Work instructions.
Continue the text on the challenges of monetizing big data from the point where it stops.

2. Inability to de-code intuition or customer buying intent via big data analysis

Many studies suggest that 60% of the time we go with our impulse or 80% of the time we go with word of mouth or else we simply Google when we buy something plus these studies also suggest that the existing technologies are not able to decode sentiments from whatever data we have. This means that, despite having all this social interaction, engagement and sentimental data, companies are continuously looking for real data on consumer buying behaviours and in real life this data is either with Google or within individual companies’ systems. Big companies maintain this valuable data in centralised data storage centres which, despite both digital and physical security, are always prone to data holes or attempts by competitors to break in; this is particularly true for those data centres held in Far Eastern countries.

3. ROI is very low on advertising or subscription models for free data services

We all know that the rationale behind mobile phone companies giving unlimited data usage package or websites such as Facebook, Twitter or Google giving free space to upload images, text, video and audio is to implement an advertising or subscription revenue model based on the back of huge amounts of data collected through these services. However, apart from Google, very few companies really make a substantial amount of money from these models and therefore are forced to look to other avenues to monetise their data. The most obvious route is licensing or selling data, something which is very prone to data law breaches, as in the case of EE trying to make some money by selling their mobile user data.

Stored dataset entries
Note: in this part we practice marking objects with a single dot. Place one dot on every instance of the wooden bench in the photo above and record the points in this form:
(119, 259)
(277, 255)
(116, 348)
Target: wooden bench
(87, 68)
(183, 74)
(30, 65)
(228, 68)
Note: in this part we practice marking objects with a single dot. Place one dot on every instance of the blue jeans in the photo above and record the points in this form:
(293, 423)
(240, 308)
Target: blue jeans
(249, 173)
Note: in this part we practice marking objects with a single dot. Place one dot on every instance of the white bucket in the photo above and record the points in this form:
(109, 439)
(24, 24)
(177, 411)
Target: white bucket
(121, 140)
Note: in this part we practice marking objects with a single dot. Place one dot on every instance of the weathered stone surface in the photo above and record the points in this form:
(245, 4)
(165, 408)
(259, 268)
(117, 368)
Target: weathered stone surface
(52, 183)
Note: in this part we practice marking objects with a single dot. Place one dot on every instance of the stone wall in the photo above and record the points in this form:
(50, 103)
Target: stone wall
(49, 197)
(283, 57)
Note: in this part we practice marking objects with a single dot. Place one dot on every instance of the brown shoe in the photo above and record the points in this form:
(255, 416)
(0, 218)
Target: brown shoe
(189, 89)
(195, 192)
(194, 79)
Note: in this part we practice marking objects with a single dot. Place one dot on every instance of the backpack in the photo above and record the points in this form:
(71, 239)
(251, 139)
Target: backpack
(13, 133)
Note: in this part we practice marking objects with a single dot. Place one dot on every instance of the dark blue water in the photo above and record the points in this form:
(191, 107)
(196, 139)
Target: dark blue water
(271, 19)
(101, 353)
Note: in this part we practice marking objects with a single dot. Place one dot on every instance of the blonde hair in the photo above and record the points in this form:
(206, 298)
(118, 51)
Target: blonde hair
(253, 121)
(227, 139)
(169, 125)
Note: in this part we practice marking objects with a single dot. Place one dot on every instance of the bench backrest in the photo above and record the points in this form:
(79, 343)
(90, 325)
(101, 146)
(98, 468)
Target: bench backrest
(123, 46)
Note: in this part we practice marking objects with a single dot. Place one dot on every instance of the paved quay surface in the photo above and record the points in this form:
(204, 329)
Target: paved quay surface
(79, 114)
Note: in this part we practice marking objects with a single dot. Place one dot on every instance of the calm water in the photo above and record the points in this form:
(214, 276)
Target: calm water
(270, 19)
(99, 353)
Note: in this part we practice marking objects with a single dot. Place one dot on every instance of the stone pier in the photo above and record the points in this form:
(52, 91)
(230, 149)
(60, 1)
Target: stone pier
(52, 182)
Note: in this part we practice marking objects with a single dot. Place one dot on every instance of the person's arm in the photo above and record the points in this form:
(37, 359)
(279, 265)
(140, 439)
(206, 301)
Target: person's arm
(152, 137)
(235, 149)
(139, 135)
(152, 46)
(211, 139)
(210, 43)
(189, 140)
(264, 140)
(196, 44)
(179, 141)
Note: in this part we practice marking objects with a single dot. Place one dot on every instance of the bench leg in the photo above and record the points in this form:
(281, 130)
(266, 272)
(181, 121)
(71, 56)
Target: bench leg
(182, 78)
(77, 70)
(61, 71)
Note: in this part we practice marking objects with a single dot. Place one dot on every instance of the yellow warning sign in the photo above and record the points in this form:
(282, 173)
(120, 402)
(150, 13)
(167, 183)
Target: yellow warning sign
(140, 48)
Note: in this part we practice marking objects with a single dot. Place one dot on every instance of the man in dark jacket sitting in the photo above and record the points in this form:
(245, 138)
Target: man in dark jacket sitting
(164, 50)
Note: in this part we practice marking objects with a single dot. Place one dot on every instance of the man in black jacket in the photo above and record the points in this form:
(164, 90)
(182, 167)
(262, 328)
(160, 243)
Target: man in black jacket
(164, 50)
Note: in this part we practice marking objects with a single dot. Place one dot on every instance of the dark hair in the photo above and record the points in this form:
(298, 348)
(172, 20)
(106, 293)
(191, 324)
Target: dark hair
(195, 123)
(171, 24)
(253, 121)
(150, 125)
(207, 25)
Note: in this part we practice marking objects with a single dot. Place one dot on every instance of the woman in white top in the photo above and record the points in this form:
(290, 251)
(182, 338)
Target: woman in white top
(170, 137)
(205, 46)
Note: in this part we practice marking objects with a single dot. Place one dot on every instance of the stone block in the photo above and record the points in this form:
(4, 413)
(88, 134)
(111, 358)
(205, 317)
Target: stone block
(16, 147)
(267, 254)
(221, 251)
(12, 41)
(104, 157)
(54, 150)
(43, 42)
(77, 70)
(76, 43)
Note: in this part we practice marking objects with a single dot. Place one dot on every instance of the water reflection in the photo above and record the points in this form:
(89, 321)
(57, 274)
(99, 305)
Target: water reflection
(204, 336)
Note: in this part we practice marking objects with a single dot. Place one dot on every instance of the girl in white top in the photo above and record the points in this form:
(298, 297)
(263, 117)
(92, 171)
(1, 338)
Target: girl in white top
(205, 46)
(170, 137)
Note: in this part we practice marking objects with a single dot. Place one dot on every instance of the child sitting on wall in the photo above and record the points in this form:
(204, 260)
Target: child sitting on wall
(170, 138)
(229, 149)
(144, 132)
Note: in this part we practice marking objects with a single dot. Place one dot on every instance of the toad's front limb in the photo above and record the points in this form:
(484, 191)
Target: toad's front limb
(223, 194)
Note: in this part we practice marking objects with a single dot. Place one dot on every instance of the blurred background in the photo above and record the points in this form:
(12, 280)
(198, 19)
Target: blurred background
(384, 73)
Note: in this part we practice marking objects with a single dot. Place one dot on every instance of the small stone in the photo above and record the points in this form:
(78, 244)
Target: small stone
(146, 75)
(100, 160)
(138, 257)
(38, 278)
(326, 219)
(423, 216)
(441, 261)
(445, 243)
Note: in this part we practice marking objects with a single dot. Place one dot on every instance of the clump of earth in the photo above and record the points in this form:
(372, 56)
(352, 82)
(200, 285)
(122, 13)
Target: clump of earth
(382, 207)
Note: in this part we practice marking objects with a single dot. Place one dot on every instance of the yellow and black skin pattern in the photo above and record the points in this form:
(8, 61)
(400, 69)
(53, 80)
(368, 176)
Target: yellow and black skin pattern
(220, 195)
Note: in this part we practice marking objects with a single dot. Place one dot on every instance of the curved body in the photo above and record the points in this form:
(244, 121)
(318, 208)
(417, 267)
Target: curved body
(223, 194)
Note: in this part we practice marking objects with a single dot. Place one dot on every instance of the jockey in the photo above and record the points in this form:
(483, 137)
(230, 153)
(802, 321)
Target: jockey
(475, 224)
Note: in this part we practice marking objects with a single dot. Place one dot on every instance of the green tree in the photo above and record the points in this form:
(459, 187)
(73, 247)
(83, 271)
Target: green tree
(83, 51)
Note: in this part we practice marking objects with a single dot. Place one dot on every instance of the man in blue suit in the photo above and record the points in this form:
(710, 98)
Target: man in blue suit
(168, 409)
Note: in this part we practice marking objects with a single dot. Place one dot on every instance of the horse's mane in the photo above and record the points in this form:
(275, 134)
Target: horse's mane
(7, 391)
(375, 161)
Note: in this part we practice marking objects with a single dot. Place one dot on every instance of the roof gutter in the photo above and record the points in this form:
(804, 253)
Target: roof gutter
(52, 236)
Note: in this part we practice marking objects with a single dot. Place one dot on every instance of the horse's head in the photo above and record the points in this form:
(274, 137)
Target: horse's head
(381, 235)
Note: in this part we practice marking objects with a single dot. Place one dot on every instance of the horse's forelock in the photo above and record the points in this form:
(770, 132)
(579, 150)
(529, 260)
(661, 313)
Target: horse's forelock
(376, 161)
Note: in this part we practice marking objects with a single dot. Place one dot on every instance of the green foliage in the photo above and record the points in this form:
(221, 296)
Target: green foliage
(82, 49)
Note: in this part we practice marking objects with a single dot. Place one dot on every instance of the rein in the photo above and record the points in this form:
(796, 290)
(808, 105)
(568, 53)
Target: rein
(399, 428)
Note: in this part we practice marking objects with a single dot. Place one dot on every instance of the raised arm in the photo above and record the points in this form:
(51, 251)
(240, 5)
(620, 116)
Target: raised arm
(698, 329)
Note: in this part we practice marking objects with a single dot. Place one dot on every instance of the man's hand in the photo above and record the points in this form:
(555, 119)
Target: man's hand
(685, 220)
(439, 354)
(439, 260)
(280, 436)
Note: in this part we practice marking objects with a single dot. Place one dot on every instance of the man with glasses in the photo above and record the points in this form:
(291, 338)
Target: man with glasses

Response area.
4. Hacking can still tempt corporates to get big data illegally

Hacking is no longer the hobby of technologists who like to break the code of robust systems to prove their technical superiority, it has become a business where even large corporations have broken into their competitors’ data systems in order to obtain exclusive information and thereby gain a competitive advantage. The recent hacking of the Wall Street trading system, either knowingly or unknowingly, by the Bloomberg News Unit could be categorised as this kind of hacking.

5. The expense of data scientists and processing forces companies to buy cheap data without a sanity check

The abundance of information has created a new breed of scientist and managed services companies who charge businesses a fortune to collect, process and render information for competitive benefits. Few companies can afford to do this and, if they can, it is a time consuming process. Businesses can take a shorter route to obtain this information by buying in data but in the process they usually forget to undertake a sanity check on the source of the information.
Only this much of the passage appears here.